*Stated problem:* Turn every line of the material into a JSON list of strings, one string per line, skipping blank lines.

** Start **

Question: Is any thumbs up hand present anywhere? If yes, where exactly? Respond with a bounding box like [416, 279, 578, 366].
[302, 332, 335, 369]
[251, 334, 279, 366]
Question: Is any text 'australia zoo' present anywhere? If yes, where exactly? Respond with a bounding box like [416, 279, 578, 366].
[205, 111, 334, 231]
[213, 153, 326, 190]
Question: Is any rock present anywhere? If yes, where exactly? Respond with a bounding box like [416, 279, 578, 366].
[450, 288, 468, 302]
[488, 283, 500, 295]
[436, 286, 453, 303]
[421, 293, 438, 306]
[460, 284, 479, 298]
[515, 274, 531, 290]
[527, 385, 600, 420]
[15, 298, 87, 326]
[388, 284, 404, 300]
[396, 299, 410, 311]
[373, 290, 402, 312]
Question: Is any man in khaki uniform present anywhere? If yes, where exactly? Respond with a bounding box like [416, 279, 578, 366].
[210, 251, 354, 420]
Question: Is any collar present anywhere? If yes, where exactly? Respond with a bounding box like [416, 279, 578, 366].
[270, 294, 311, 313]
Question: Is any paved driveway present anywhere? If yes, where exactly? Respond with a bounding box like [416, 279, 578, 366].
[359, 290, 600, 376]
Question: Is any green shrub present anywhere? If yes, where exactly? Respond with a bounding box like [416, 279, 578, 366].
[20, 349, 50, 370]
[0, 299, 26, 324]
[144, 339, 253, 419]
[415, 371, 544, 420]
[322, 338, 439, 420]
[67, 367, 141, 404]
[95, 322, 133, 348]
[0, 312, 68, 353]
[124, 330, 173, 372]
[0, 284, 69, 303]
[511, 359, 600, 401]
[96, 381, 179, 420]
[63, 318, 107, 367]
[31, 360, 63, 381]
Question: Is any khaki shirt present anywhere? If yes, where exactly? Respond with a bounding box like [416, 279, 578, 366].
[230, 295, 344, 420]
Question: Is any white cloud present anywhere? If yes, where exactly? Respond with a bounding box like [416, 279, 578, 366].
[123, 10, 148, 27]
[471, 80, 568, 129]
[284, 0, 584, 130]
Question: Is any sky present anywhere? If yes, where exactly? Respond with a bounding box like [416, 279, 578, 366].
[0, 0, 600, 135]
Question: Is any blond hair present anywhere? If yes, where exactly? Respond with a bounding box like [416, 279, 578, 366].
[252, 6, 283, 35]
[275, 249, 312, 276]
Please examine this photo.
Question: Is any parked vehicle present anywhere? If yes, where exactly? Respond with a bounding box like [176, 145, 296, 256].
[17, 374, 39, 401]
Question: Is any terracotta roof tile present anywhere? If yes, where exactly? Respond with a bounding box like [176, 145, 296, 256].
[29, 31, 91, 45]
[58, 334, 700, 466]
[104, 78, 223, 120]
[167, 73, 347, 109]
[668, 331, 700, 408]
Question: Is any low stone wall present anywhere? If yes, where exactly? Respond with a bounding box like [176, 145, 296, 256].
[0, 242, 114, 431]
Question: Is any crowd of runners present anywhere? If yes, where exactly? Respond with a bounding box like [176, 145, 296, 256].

** End **

*Solved exercise:*
[
  "Question: Is any thumbs up hand present anywhere? If yes, where exactly? Respond with a bounding box like [416, 279, 578, 366].",
  "[302, 332, 335, 369]",
  "[251, 334, 279, 366]",
  "Question: Is any text 'australia zoo' present anywhere? If yes, where exactly? Respond with a bounding box like [416, 279, 578, 366].",
  "[205, 111, 334, 231]",
  "[213, 153, 326, 190]",
  "Question: Is any rock present anywhere? If yes, where exactly? Respond with a bounding box like [416, 279, 578, 366].",
  "[450, 288, 468, 302]",
  "[488, 283, 500, 295]",
  "[436, 286, 453, 303]",
  "[421, 293, 438, 306]",
  "[460, 284, 479, 298]",
  "[515, 274, 531, 290]",
  "[527, 385, 600, 420]",
  "[15, 298, 87, 326]",
  "[388, 284, 404, 300]",
  "[396, 299, 410, 311]",
  "[373, 290, 402, 312]",
  "Question: Is any man in khaki uniform present anywhere? If yes, where exactly? Respond with a bounding box like [416, 279, 578, 366].",
  "[210, 251, 354, 420]",
  "Question: Is any collar present anywhere? If yes, where exactly? Respond with a bounding box like [416, 279, 578, 366].",
  "[270, 294, 311, 313]",
  "Question: Is any paved driveway present anywhere? If yes, where exactly? Respond with a bounding box like [416, 279, 578, 366].",
  "[359, 290, 600, 376]",
  "Question: Is any green shrub present anywhere? If yes, where exactly? Respond with a bounding box like [416, 279, 578, 366].",
  "[20, 349, 50, 370]",
  "[0, 299, 26, 324]",
  "[144, 339, 253, 419]",
  "[415, 371, 544, 420]",
  "[322, 338, 439, 420]",
  "[67, 367, 141, 404]",
  "[95, 322, 133, 348]",
  "[0, 312, 68, 353]",
  "[124, 330, 173, 372]",
  "[0, 284, 69, 303]",
  "[511, 359, 600, 401]",
  "[96, 381, 179, 420]",
  "[63, 318, 107, 367]",
  "[31, 360, 63, 381]",
  "Question: Is any khaki shirt present anywhere? If yes, where exactly? Respond with a bounding box like [416, 279, 578, 366].",
  "[230, 295, 344, 420]",
  "Question: Is any white cloud present anywhere? If yes, where exactly? Respond with a bounding box like [416, 279, 578, 366].",
  "[123, 10, 148, 27]",
  "[471, 80, 568, 129]",
  "[284, 0, 584, 130]",
  "Question: Is any sky present anywhere? If yes, where exactly? Respond with a bounding box like [416, 279, 578, 366].",
  "[0, 0, 600, 135]",
  "Question: Is any blond hair present anywhere? If yes, where exactly? Respond with a bounding box like [416, 279, 578, 366].",
  "[252, 6, 283, 35]",
  "[275, 249, 312, 276]",
  "Please examine this photo.",
  "Question: Is any parked vehicle present anywhere? If yes, where exactly? Respond with a bounding box like [176, 145, 296, 256].",
  "[17, 374, 39, 401]",
  "Question: Is any terracotta roof tile present anywhere? If yes, where exactly? Respond with a bounding box like [176, 145, 296, 256].",
  "[29, 31, 91, 45]",
  "[58, 334, 700, 466]",
  "[104, 78, 223, 120]",
  "[167, 73, 347, 109]",
  "[668, 331, 700, 408]",
  "Question: Is any low stone wall present anywhere? If yes, where exactly? Respond with a bounding box like [176, 145, 296, 256].",
  "[0, 242, 114, 431]",
  "Question: Is any crowd of runners present anywhere? If yes, where exactly? Respond with a bounding box like [176, 145, 296, 256]."
]